═══ Trecho citado ═══

“Aproveita que você é jornalista” - Coluna Extra

quarta-feira, 4 de agosto de 2004

“Aproveita que você é jornalista”

Já ouvi algumas considerações inusitadas a respeito da profissão de jornalista. Algumas são engraçadas. Outras, nem tanto.
A pior ocorreu na emergência do Hospital Infantil Joana de Gusmão. Vitor, meu filho, era nenem, tinha uns 2, 3 anos. Ele nasceu com refluxo e sempre precisou de cuidados, inclusive no momento de exames de garganta, por exemplo. Eu e a mãe dele sempre alertávamos os médicos para que não usassem aquele palito para não provocar ânsia de vômito.
Numa noite, ele estava com febre e o levamos ao Joana de Gusmão. Havia uma médica de plantão. Fomos chamados, falamos o que estava acontecendo com ele e alertamos para a questão do refluxo. Em vão. Assim que o Vitor foi colocado na cama do consultório, a médica passou a examiná-lo, utilizando um daqueles palitos. Isso provocou a ânsia e o vômito, o que provocou a irritação no esôfago. Vitor ficou agoniado de tanto chorar. Aos prantos. Roxo.
Fiquei puto com a ignorância da médica. Sai do consultório e fui direto na recepção. E disse o seguinte:

- Quero saber se tem outro médico de plantão porque aquela ignorante de roupa branca está maltratando o meu filho.

A recepcionista disse que não havia outro médico. Nisso perguntei se havia alguém da direção do hospital. Ela respondeu que somente no dia seguinte eu poderia falar com o doutor Fulano, diretor-geral. Sem uma solução, esbravejei alguma coisa e fui saindo. Nisso ouvi um “incentivo” que doeu nos meus ouvidos:

- Vem aqui amanhã falar com o diretor. Aproveita que você é jornalista.

Esse “aproveita que você é jornalista” me incomoda até hoje. Não fui no outro dia. Mas fiquei pensando no que aquela recepcionista havia dito. E se eu não fosse jornalista? O comentário não teve um tom irônico. Teve mesmo um tom de incentivo. Tipo: “use o poder que você tem para resolver o problema”. Fiquei mal ao ouvir aquilo. Eu estava ali naquela emergência como pai, como cidadão. Isso já não seria garantia de respeito?

═══ Material fornecido ═══

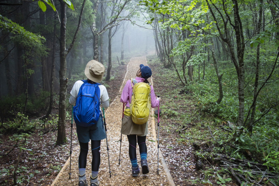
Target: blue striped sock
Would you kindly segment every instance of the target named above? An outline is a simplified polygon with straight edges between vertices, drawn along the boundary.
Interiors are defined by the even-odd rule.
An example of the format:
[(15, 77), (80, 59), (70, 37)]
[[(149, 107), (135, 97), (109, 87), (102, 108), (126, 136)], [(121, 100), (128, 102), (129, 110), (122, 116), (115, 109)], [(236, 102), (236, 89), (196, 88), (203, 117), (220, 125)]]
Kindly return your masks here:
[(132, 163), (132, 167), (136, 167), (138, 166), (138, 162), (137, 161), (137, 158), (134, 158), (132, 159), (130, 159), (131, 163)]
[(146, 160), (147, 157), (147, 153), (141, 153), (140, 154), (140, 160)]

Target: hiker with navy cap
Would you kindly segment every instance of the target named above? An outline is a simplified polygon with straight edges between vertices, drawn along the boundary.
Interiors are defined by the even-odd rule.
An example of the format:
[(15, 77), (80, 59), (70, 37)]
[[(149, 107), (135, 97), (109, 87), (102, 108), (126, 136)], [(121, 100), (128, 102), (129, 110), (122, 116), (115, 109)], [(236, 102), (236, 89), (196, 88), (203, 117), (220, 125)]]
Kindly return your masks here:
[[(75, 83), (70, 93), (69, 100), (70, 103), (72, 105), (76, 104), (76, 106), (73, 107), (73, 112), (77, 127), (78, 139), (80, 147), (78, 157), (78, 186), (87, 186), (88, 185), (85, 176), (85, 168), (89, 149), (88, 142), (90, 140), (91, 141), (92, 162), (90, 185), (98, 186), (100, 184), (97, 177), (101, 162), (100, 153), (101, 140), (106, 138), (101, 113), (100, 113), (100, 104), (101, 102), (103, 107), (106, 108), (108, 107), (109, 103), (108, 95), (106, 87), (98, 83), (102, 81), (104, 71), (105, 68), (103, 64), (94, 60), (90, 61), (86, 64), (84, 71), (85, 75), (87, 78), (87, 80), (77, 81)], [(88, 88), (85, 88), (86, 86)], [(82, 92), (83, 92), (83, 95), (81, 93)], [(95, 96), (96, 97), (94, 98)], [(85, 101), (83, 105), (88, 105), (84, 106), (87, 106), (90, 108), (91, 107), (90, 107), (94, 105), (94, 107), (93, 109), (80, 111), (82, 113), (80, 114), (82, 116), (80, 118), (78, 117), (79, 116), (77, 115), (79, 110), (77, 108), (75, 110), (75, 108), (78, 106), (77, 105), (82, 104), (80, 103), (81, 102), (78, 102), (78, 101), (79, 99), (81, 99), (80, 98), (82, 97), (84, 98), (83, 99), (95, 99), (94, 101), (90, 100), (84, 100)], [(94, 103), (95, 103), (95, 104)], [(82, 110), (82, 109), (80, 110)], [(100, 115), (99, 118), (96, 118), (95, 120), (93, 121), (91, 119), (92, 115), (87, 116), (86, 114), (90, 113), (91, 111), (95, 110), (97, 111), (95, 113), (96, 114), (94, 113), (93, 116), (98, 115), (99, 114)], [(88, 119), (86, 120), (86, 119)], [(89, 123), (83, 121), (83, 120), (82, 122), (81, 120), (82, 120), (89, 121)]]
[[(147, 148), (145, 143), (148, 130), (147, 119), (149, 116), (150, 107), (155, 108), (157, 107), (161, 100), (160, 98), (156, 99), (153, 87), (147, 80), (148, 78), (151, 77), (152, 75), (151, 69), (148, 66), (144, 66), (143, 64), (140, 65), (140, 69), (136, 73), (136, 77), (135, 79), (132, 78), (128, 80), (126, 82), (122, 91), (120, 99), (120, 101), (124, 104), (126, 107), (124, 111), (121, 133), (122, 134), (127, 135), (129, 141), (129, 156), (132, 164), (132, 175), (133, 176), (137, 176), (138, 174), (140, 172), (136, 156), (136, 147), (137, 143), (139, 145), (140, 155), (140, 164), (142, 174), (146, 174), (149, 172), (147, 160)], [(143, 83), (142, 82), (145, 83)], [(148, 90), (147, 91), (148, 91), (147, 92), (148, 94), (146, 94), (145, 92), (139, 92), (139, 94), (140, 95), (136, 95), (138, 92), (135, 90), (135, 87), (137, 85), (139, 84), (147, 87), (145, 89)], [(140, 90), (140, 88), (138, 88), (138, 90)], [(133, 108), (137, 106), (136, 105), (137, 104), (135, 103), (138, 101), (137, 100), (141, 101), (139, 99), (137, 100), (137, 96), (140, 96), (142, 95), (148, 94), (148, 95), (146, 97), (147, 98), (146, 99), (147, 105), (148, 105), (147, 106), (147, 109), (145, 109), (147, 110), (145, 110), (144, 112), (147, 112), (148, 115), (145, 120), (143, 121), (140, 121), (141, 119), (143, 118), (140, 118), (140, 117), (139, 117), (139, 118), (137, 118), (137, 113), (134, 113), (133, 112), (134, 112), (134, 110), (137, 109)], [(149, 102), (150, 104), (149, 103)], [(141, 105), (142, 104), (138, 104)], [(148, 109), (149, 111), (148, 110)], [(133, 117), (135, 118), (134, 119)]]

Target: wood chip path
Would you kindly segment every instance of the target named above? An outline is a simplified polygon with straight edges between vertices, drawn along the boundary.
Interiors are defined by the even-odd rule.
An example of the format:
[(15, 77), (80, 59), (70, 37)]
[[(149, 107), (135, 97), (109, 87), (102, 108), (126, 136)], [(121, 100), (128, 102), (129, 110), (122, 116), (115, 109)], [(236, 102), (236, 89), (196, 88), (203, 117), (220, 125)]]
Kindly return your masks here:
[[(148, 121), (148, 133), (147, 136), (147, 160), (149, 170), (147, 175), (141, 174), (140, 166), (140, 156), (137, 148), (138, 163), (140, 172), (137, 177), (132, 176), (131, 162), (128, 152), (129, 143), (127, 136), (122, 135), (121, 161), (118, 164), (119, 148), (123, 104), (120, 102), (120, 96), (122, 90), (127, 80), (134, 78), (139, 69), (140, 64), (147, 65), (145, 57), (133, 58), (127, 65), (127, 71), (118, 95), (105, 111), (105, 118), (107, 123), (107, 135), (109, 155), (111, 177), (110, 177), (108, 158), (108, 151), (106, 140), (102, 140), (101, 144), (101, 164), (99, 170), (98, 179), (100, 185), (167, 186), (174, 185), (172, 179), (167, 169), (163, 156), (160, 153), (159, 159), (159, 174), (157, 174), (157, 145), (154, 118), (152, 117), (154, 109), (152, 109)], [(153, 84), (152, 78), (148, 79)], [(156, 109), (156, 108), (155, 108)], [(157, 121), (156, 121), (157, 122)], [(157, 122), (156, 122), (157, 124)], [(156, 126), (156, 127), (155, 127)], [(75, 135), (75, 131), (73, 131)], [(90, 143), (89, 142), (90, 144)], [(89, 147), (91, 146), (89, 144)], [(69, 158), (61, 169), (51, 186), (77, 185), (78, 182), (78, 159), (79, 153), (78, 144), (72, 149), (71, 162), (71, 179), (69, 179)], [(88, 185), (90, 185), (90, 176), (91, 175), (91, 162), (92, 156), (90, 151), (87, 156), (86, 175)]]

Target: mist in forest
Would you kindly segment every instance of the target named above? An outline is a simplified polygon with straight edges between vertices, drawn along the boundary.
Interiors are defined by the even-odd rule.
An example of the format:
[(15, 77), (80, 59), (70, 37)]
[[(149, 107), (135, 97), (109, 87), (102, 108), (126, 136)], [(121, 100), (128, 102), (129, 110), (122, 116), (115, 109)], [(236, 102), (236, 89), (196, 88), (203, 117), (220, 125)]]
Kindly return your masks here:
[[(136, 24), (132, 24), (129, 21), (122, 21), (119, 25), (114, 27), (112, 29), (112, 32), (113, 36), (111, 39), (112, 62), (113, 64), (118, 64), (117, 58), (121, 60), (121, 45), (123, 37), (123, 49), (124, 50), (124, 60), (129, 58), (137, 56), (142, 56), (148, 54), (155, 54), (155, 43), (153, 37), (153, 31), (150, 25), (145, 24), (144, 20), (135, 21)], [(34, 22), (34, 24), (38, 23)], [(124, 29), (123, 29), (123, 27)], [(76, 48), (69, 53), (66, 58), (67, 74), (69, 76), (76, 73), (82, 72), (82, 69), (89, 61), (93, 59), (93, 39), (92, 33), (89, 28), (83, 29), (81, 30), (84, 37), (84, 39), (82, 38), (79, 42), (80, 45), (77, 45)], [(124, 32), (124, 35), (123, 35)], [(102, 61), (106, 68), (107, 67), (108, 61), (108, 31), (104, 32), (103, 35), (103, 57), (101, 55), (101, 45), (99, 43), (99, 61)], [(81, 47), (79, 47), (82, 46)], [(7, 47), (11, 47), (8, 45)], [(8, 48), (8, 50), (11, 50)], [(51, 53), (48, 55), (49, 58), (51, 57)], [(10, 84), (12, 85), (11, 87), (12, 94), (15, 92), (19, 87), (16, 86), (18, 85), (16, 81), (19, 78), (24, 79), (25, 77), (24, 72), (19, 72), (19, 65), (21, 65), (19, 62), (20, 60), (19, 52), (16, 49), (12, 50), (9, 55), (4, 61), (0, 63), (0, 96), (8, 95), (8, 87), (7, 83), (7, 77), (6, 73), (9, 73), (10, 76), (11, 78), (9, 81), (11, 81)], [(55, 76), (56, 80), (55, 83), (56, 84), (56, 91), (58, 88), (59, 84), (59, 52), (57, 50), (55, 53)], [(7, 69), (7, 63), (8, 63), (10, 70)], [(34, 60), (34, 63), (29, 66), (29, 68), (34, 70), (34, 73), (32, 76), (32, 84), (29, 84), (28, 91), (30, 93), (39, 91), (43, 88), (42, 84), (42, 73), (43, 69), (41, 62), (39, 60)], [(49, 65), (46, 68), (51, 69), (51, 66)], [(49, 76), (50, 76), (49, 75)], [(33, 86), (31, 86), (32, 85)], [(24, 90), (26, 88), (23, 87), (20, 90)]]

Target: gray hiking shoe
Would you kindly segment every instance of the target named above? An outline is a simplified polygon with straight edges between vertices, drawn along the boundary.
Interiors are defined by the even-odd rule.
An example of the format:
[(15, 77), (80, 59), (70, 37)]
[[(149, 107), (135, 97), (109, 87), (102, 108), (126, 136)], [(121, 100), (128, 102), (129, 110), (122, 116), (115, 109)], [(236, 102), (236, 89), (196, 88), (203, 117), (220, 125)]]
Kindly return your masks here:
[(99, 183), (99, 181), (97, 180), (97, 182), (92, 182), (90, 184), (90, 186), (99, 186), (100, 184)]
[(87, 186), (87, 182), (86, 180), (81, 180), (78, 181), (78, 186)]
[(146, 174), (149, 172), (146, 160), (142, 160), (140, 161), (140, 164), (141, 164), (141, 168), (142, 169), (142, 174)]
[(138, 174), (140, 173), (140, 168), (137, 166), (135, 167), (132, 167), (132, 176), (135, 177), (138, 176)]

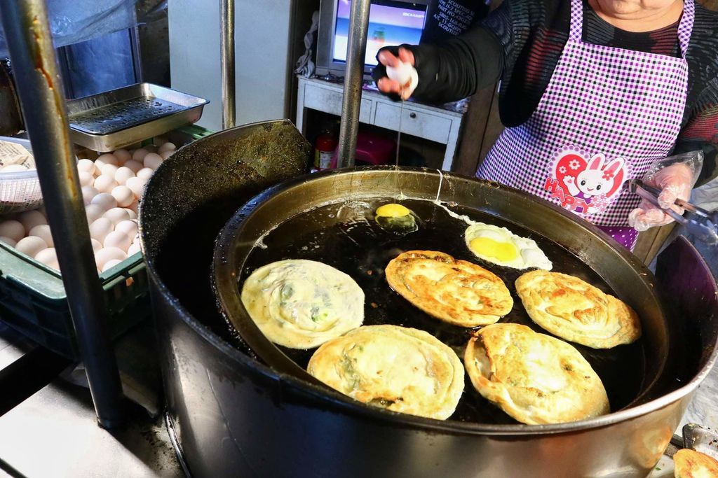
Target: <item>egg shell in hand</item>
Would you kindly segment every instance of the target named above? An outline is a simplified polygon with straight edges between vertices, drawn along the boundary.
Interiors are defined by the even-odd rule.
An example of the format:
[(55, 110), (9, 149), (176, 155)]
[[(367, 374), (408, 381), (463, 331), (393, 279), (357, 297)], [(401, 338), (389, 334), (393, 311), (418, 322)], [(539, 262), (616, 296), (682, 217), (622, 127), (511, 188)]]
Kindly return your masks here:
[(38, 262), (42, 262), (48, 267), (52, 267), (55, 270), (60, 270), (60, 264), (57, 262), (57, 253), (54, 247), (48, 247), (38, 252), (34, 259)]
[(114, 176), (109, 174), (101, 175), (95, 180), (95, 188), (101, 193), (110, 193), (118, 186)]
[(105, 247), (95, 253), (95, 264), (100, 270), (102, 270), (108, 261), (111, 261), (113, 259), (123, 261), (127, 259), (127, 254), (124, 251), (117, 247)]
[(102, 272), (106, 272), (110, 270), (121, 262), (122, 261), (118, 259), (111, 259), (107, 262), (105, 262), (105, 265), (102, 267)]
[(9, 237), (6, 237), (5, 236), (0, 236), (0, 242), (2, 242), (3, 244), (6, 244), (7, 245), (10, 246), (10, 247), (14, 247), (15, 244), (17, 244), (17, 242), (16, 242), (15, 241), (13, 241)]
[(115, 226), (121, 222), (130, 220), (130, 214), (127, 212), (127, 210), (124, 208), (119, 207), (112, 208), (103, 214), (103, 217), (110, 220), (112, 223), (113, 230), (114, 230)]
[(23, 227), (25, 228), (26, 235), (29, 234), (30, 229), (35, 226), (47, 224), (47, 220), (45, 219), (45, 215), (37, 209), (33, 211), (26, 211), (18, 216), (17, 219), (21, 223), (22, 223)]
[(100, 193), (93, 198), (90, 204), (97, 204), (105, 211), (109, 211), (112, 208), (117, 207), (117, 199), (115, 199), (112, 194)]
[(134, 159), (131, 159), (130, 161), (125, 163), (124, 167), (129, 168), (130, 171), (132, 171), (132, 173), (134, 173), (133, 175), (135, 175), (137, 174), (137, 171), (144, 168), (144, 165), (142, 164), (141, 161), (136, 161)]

═══

Atividades propostas:
[a] Segundo o trecho citado, por que os pais de Vitor pediam aos médicos que não usassem o palito nos exames de garganta? Responda em até três frases.
[b] Em que lugar ocorreu o episódio que o trecho citado considera o pior?
[c] Reescreva em forma de lista o parágrafo do trecho citado que começa com "Numa noite, ele estava com febre", mantendo os fatos principais.
O material fornecido provém de uma fonte diferente da do trecho citado.

Gabarito:
[a] Vitor nasceu com refluxo e sempre precisou de cuidados. Os pais pediam que os médicos não usassem o palito para não provocar ânsia de vômito.

[b] Na emergência do Hospital Infantil Joana de Gusmão.

[c]
- Numa noite, Vitor estava com febre e foi levado ao Joana de Gusmão.
- Havia uma médica de plantão. Os pais explicaram o que acontecia e alertaram para o refluxo, mas não adiantou.
- Assim que Vitor foi colocado na cama do consultório, a médica o examinou com um daqueles palitos.
- O exame provocou ânsia e vômito, o que irritou o esôfago.
- Vitor ficou agoniado de tanto chorar e ficou roxo.